--- START The input ---
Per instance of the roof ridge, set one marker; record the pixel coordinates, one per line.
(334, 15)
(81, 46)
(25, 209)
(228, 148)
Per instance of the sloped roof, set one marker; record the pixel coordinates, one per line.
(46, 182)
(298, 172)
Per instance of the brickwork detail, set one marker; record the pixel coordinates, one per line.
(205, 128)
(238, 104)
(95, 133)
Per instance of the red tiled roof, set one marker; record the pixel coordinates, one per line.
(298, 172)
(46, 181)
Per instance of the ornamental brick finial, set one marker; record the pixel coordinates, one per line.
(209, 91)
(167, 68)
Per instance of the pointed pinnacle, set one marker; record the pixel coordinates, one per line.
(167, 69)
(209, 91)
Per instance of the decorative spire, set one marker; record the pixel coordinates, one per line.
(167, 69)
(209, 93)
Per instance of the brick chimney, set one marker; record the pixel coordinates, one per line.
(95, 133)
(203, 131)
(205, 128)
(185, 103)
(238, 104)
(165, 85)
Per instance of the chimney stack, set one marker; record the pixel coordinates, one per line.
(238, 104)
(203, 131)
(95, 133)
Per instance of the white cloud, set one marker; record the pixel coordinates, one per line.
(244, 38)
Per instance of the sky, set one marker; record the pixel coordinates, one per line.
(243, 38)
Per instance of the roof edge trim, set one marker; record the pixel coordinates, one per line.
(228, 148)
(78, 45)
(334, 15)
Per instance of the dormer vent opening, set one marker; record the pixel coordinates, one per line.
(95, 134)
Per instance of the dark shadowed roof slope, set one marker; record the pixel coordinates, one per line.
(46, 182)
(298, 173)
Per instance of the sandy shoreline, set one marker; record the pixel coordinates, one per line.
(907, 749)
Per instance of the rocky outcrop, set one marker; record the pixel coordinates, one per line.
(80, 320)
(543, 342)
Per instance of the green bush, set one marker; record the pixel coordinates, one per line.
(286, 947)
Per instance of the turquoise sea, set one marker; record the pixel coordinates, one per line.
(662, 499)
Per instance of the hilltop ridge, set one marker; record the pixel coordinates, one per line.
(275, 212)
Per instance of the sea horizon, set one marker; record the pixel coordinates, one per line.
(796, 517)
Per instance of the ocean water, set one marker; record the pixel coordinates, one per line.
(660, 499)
--- END The input ---
▶ **Aim**
Rewrite all of the lines above, changing "marker" to "pin" and leaving everything else as it is.

▶ **The response**
Per instance of the roof ridge, set one pin; record the pixel coordinates, one per line.
(334, 15)
(81, 46)
(25, 209)
(228, 148)
Per instance of the sloped roof, set one pin; record the pixel coordinates, one per line.
(46, 182)
(298, 172)
Per instance of the brickwork detail, set one pin; record the pixel coordinates, one per line.
(205, 128)
(238, 104)
(95, 133)
Per instance of the red tiled roof, set one pin; record the pixel coordinates, one per line.
(298, 172)
(46, 181)
Per instance of the ornamental brick finial, set one pin; record the pixel coordinates, one per line.
(209, 91)
(167, 68)
Per instance of the pointed pinnacle, set one pin; record the pixel coordinates, one per line.
(167, 69)
(209, 91)
Per instance of the decorative spire, set one pin; record the pixel coordinates, one per line.
(167, 69)
(209, 93)
Per instance of the brick chimney, set one pin; record the pixel coordinates, one per line.
(95, 133)
(203, 131)
(205, 128)
(185, 103)
(238, 104)
(165, 85)
Per instance of the chimney stack, set one pin; record the pixel coordinates, one per line.
(238, 104)
(203, 131)
(95, 133)
Per instance of the white cloud, set one pin; record the pixel coordinates, one per line.
(244, 38)
Per instance of the sky, set one pin; record the pixel coordinates, one per line.
(243, 38)
Per instance of the roof edge trim, set one pin; record the pixel coordinates, one per line.
(228, 148)
(78, 45)
(334, 15)
Per instance of the dormer vent opening, set one pin; record the pixel coordinates, one per line.
(95, 134)
Per instance of the dark shadowed roof slope, set one pin; record the pixel coordinates, one per line.
(46, 182)
(298, 173)
Per instance of the sandy shoreline, set one pin; record the pixel coordinates, one per line.
(907, 749)
Per instance of the rocky outcrop, set one pin; record the pixel coordinates, one per line.
(80, 320)
(543, 342)
Per instance of the green bush, set one pin; record the pixel coordinates, one per line.
(286, 947)
Per instance of the turquoise sea, set one pin; record the pixel coordinates, one per line.
(662, 499)
Per instance of the hilltop ridge, set one pin; record the pixel coordinates, one per line.
(275, 212)
Per instance of the sea horizon, set one pin; record the pixel coordinates, one per line.
(796, 517)
Per instance of the ocean water, set one pin; record the pixel coordinates, one per line.
(660, 499)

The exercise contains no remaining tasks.